[start Excerpted records]

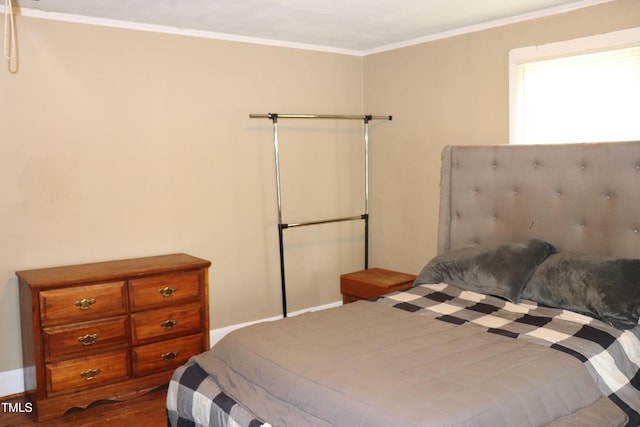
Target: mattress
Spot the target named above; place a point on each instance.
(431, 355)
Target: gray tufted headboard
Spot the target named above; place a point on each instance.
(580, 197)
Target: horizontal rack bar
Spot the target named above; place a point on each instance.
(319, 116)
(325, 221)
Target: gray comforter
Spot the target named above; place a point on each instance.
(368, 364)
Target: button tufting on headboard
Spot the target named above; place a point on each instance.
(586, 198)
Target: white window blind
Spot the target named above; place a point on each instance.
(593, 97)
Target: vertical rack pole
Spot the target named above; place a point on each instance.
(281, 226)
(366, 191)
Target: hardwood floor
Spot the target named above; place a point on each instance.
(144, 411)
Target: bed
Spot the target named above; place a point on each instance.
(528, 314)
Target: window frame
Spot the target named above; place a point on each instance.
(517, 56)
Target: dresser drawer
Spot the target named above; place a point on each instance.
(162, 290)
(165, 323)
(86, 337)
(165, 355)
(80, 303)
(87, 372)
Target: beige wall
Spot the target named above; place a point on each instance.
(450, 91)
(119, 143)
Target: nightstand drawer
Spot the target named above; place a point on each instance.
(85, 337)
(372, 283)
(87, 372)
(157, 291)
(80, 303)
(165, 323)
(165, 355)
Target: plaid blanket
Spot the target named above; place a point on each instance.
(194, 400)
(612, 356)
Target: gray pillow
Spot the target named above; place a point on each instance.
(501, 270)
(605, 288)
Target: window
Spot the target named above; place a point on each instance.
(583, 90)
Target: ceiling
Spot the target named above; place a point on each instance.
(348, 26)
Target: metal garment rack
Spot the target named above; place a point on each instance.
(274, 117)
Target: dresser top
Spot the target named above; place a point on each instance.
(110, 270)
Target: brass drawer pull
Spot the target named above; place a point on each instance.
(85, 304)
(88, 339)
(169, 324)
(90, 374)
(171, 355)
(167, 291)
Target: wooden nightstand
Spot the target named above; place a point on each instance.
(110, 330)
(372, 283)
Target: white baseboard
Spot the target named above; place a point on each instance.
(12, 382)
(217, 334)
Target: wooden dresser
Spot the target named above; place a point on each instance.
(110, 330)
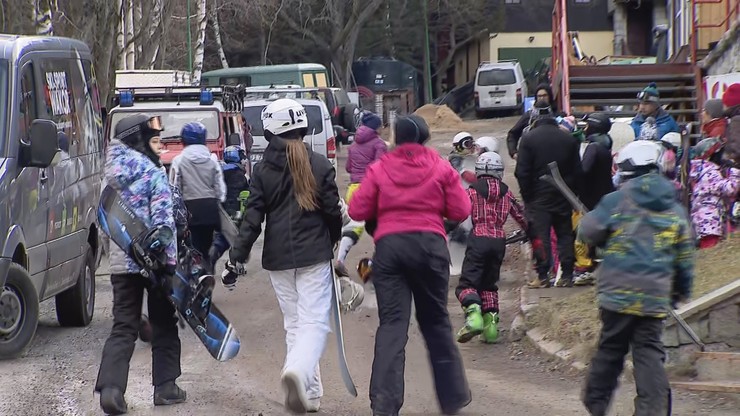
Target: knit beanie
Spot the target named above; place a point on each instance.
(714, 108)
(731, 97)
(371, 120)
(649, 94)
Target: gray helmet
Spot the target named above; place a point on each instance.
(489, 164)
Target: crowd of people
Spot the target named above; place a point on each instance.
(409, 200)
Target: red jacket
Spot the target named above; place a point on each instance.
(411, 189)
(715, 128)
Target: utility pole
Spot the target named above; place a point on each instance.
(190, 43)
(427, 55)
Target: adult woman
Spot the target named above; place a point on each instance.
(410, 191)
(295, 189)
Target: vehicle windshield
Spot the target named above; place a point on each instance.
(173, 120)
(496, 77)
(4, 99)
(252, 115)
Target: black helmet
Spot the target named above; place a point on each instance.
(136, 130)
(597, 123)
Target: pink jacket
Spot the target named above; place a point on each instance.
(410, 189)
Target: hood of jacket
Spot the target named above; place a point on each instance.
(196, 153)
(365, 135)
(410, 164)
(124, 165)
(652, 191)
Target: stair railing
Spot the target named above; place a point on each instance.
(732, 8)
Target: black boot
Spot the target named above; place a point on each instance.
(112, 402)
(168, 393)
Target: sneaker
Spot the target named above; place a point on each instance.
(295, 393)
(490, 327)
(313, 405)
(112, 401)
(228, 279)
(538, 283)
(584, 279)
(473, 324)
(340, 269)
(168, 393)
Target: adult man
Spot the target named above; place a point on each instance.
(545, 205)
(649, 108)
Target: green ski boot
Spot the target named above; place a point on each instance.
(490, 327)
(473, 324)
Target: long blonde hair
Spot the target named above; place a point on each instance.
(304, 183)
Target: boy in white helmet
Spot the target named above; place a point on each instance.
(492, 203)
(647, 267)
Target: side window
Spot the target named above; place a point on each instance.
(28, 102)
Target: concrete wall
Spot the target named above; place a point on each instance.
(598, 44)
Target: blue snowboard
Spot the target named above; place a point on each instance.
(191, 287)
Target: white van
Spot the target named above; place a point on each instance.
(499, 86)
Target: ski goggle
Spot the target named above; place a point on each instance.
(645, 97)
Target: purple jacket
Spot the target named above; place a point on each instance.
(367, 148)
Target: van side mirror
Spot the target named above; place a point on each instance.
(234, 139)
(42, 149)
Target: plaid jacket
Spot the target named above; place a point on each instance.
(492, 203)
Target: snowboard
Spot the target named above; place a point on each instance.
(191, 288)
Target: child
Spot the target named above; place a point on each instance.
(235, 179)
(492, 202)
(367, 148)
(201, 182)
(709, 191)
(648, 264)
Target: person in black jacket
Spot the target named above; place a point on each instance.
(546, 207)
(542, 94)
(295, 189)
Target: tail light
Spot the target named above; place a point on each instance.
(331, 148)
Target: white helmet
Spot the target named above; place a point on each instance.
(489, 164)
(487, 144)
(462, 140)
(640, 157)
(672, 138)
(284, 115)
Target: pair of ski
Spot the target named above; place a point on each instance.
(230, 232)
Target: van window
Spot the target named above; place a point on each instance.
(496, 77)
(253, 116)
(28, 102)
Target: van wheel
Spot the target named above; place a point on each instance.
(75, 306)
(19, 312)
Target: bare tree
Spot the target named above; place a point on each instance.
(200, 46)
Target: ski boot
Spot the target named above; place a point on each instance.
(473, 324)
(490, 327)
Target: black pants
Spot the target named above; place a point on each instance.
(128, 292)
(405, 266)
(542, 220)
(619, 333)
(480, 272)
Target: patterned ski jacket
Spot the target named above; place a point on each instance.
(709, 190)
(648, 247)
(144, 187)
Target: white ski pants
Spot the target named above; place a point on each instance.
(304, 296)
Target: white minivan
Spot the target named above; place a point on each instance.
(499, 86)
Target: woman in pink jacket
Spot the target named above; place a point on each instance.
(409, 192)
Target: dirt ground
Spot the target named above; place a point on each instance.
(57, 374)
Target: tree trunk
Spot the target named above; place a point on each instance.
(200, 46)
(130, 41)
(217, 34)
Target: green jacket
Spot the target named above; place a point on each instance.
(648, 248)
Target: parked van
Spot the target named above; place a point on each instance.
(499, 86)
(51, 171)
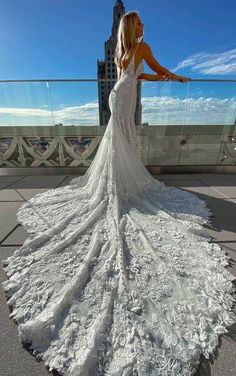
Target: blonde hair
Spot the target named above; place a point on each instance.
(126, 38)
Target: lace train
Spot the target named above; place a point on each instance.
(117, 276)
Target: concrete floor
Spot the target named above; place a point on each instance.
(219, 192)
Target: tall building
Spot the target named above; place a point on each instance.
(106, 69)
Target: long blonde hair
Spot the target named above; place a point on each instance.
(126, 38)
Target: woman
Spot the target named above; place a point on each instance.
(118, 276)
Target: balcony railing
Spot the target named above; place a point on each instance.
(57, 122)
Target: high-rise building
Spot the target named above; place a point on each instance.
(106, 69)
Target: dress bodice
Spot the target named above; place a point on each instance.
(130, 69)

[end Excerpted records]
[start Excerpted records]

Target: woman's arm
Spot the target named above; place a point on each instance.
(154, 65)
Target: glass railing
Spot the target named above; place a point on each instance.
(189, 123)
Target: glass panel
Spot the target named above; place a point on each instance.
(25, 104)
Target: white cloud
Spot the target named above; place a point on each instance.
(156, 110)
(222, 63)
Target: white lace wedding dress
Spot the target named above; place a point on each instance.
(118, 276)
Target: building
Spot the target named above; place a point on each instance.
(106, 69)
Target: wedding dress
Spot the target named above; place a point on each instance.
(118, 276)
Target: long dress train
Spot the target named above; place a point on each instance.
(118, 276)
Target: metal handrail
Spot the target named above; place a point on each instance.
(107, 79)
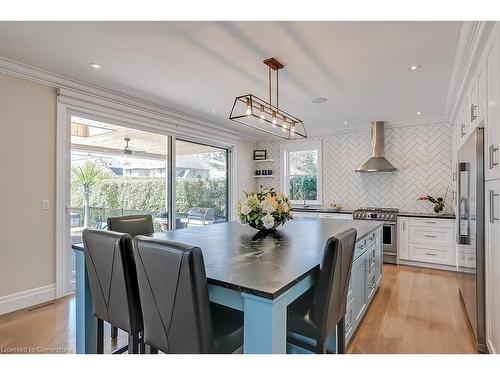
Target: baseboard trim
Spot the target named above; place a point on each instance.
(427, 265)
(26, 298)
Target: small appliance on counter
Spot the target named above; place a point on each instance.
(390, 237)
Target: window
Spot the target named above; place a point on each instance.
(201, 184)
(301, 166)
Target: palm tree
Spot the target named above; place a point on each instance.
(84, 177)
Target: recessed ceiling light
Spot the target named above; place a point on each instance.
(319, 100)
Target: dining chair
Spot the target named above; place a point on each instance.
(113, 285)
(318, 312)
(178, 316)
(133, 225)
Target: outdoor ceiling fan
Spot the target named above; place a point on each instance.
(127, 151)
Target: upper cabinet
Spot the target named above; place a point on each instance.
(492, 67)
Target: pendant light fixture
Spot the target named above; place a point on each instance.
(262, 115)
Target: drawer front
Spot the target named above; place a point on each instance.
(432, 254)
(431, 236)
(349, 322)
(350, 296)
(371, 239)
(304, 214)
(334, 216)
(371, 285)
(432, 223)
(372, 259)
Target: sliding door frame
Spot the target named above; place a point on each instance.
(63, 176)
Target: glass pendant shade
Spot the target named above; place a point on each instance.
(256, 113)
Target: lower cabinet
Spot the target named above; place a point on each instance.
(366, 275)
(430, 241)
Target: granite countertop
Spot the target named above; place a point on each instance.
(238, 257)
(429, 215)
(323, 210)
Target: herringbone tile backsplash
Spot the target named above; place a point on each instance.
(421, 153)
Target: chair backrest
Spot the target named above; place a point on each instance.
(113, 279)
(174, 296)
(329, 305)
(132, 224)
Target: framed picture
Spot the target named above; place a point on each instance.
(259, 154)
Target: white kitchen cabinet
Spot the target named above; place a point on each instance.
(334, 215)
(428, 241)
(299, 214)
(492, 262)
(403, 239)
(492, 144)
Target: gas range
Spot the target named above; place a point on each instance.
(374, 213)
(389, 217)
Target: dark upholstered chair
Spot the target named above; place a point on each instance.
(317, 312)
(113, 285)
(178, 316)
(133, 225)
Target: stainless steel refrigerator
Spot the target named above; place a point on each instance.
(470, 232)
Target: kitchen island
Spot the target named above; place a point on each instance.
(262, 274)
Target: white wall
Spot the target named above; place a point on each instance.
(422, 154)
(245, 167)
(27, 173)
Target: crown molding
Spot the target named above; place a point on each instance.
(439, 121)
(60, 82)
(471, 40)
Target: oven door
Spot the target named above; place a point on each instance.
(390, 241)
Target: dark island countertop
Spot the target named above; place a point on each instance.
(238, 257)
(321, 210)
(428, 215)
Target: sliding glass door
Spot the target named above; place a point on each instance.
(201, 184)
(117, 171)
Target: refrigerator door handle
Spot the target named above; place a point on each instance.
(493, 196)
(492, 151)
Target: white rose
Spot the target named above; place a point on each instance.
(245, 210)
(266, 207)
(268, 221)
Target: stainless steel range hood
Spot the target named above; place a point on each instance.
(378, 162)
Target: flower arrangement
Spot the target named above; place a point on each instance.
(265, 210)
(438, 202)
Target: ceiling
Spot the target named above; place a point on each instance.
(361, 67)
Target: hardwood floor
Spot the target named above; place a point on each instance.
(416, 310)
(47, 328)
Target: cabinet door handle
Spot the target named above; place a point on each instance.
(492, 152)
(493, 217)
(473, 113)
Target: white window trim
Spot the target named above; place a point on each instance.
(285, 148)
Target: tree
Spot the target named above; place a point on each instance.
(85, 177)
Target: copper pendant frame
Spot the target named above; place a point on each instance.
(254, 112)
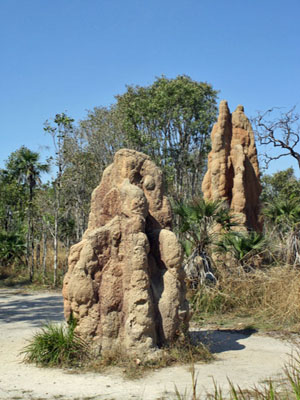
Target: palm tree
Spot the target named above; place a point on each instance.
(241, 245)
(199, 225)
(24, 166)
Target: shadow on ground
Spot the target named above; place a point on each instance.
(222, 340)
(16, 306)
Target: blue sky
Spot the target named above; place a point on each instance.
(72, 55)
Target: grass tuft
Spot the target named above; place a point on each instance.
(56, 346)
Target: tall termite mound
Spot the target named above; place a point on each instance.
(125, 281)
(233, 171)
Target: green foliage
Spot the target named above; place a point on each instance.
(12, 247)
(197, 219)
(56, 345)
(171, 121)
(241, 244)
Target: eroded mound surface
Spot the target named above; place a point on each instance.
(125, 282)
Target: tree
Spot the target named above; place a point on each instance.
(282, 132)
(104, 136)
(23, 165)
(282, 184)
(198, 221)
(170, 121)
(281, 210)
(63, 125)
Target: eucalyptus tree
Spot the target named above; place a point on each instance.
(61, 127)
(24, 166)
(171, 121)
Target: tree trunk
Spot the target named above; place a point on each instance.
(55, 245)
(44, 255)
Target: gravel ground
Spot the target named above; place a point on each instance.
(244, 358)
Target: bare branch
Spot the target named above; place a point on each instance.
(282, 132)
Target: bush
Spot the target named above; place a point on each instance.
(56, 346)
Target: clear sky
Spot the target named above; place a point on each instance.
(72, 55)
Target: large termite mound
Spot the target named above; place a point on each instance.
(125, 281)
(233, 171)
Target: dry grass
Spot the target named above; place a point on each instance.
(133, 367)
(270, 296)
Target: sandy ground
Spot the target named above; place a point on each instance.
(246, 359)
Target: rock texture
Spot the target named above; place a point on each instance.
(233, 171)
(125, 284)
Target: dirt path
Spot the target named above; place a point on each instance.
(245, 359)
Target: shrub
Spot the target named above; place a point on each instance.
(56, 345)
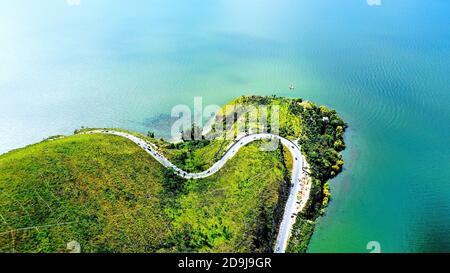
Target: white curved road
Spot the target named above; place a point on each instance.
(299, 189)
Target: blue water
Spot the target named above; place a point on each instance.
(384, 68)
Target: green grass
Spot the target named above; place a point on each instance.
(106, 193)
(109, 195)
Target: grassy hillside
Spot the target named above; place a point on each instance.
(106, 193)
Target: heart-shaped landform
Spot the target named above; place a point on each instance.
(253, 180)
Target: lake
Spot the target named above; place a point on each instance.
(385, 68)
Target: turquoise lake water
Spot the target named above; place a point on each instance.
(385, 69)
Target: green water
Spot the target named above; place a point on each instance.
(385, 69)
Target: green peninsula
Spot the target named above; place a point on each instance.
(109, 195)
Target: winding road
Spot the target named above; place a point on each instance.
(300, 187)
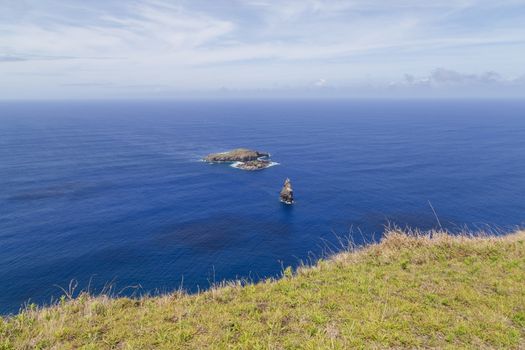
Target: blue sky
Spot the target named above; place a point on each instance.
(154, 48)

[end Excerpted records]
[start Excerpted records]

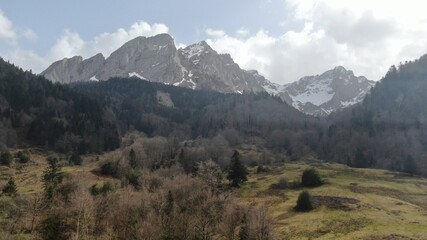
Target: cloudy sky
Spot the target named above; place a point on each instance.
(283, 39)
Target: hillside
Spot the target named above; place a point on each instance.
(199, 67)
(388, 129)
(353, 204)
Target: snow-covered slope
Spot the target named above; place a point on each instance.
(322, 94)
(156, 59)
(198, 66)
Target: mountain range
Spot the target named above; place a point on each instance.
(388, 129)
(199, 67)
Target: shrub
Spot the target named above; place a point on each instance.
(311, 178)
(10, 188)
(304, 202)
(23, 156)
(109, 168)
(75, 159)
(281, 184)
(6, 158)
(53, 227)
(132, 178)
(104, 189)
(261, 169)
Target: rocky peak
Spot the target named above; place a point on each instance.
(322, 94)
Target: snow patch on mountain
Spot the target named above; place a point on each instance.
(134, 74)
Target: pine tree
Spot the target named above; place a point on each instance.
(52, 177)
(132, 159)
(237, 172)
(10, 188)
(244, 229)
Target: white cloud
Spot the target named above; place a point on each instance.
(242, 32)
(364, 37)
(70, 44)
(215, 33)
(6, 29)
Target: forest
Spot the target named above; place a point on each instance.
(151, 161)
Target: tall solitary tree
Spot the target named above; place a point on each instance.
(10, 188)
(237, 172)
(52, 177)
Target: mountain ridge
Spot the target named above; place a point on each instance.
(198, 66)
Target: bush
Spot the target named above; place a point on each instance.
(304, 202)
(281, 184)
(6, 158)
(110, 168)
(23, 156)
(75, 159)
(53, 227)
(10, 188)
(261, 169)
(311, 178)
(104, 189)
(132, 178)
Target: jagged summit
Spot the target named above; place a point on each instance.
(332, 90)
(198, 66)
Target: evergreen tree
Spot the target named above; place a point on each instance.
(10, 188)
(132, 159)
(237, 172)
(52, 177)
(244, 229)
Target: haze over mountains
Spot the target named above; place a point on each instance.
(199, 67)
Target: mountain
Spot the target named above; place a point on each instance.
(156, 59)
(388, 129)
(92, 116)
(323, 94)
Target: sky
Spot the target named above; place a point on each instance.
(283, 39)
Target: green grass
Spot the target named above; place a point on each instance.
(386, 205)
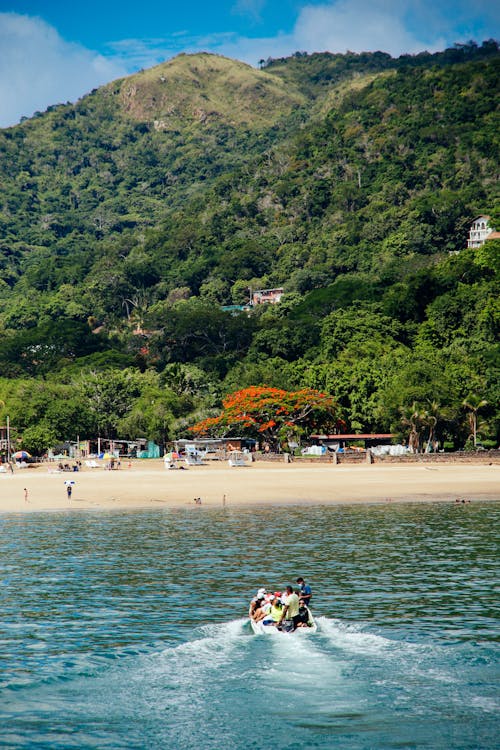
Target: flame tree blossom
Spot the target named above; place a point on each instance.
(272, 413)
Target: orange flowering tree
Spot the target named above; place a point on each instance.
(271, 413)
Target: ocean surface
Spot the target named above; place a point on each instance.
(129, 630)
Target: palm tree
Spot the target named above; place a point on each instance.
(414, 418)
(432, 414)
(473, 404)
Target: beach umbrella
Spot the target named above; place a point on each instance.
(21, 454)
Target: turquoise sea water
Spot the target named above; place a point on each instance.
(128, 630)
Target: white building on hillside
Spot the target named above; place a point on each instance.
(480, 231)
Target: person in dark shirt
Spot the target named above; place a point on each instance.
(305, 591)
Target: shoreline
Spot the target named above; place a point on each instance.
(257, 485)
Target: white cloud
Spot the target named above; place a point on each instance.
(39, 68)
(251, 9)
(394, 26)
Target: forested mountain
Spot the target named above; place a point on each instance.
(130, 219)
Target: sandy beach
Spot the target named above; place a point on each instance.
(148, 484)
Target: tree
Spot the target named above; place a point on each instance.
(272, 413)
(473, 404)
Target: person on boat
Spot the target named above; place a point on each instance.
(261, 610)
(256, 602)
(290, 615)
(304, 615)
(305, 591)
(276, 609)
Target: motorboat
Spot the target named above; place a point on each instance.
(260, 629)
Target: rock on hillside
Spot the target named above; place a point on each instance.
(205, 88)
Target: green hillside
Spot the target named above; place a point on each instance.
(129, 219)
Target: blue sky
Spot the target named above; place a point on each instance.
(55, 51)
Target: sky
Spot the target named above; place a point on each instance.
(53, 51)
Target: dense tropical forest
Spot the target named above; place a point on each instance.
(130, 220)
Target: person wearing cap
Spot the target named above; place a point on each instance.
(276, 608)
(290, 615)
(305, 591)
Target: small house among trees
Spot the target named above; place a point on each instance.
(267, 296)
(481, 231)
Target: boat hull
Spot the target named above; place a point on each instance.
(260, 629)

[end Excerpted records]

#### Problem
Locate every line in the records above that holds the word "concrete" and copy each one out. Case counts.

#### Written reply
Target: concrete wall
Target: concrete floor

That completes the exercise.